**To be done:** Copy out the following lines word for word.

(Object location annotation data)

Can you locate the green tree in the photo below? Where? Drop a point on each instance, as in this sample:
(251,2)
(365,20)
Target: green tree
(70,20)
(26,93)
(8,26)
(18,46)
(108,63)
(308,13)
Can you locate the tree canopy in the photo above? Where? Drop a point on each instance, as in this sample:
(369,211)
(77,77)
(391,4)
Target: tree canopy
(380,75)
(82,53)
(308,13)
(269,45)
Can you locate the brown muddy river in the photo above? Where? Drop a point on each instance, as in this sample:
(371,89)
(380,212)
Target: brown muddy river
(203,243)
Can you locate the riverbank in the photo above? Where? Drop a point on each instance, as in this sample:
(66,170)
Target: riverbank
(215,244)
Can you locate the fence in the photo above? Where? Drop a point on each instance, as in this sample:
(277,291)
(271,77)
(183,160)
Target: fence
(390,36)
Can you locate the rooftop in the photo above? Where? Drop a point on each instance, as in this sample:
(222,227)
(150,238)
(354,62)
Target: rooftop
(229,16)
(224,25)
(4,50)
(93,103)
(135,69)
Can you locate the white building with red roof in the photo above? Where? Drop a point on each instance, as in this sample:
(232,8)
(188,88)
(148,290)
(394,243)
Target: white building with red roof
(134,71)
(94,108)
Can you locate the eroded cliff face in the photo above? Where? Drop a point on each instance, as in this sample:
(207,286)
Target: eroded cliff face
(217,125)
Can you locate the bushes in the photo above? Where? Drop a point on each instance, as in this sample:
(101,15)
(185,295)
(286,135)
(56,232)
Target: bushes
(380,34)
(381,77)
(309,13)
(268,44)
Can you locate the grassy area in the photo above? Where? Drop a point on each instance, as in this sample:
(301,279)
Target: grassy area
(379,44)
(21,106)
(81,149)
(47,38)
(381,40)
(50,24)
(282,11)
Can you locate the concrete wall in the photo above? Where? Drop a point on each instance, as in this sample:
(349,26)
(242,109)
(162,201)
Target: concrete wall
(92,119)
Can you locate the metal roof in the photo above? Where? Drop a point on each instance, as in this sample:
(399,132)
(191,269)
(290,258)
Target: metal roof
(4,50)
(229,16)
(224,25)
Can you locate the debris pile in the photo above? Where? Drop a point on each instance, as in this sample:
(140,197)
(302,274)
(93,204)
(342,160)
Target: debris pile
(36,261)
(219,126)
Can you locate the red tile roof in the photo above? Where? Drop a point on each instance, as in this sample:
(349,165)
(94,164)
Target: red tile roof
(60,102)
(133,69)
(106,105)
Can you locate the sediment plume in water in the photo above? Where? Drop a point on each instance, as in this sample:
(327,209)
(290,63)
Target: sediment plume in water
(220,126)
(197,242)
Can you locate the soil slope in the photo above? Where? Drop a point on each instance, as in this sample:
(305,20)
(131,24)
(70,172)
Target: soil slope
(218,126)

**Exercise solution:**
Can you locate the green tree in the photo below? Where? Drop a point on each instance, as in this sample:
(251,2)
(365,20)
Target: green tree
(70,20)
(26,93)
(8,26)
(18,46)
(108,63)
(308,13)
Can you locate the tree canopy in the photo above? Where? Drop a point on each instance, as in this sample:
(369,211)
(77,77)
(391,4)
Target: tree canopy
(380,75)
(82,53)
(308,13)
(269,45)
Can you locate the brown muddy river in the photo above? Where? Drop a point on each instance, as in this sample:
(371,89)
(380,212)
Target: brown muddy river
(203,243)
Can you locate the riverbank in the photo above? Where? Drop a point on each instance, as in this sample:
(66,170)
Target: riverbank
(215,244)
Can you locate the fence in the photo above? Where? Drop a point on each instance, as in this sample:
(277,291)
(271,77)
(183,160)
Target: fence
(390,36)
Can you locate the rooftop in the photo above? Where? Drop a point on each instance, as in this sample:
(222,227)
(150,238)
(354,62)
Target: rooftop
(229,16)
(224,25)
(4,50)
(93,103)
(135,69)
Can you locate the white building with red roof in the photo above? Where? Drop a point on each instance, as in this sample:
(232,8)
(188,88)
(148,290)
(394,243)
Target: white building with red roof
(134,71)
(94,108)
Can you locate the eroded cliff face in the photo above? Where? Drop a point on each instance, as in this sample:
(207,286)
Target: eroded cliff face
(217,125)
Can you locate the bushes in the photo above? Where? Drop a point on each instance, as in this sample:
(101,15)
(185,295)
(286,135)
(56,232)
Target: bushes
(380,34)
(381,77)
(309,13)
(268,44)
Can you locate the grassy area in the photo above? Where? Drop a point on each instance, as in this sample:
(301,279)
Target: grassy area
(379,44)
(21,106)
(81,149)
(47,38)
(381,40)
(50,24)
(282,11)
Can you locate the concrete wall in the photo above? Where? Drop a point on each instance, as in this sample:
(349,26)
(242,109)
(162,201)
Target: concrete wall
(92,119)
Can you locate the metal roof in the photo above? Where? Drop a point on each instance, as in this sample:
(399,132)
(191,269)
(290,258)
Target: metal roof
(4,50)
(229,16)
(224,25)
Can you locate the debris pile in the photo above? Where? Drop a point on each instance, as in this sample:
(140,197)
(302,274)
(93,204)
(342,160)
Target: debris pile
(36,261)
(219,126)
Can you locate the red tile roof in the photo above? Where? Drop a point on each instance, as in this sample:
(349,165)
(94,164)
Target: red tile roof
(60,102)
(133,69)
(106,105)
Can you locate the sediment plume in water in the photo above? Where? Drop a point on each instance, as in this sample:
(327,209)
(290,63)
Target: sediment plume in water
(220,126)
(197,242)
Can you locate the soil slope in the photo above? Where? Drop a point on each instance, as in this sample:
(305,20)
(131,24)
(70,172)
Target: soil slope
(218,126)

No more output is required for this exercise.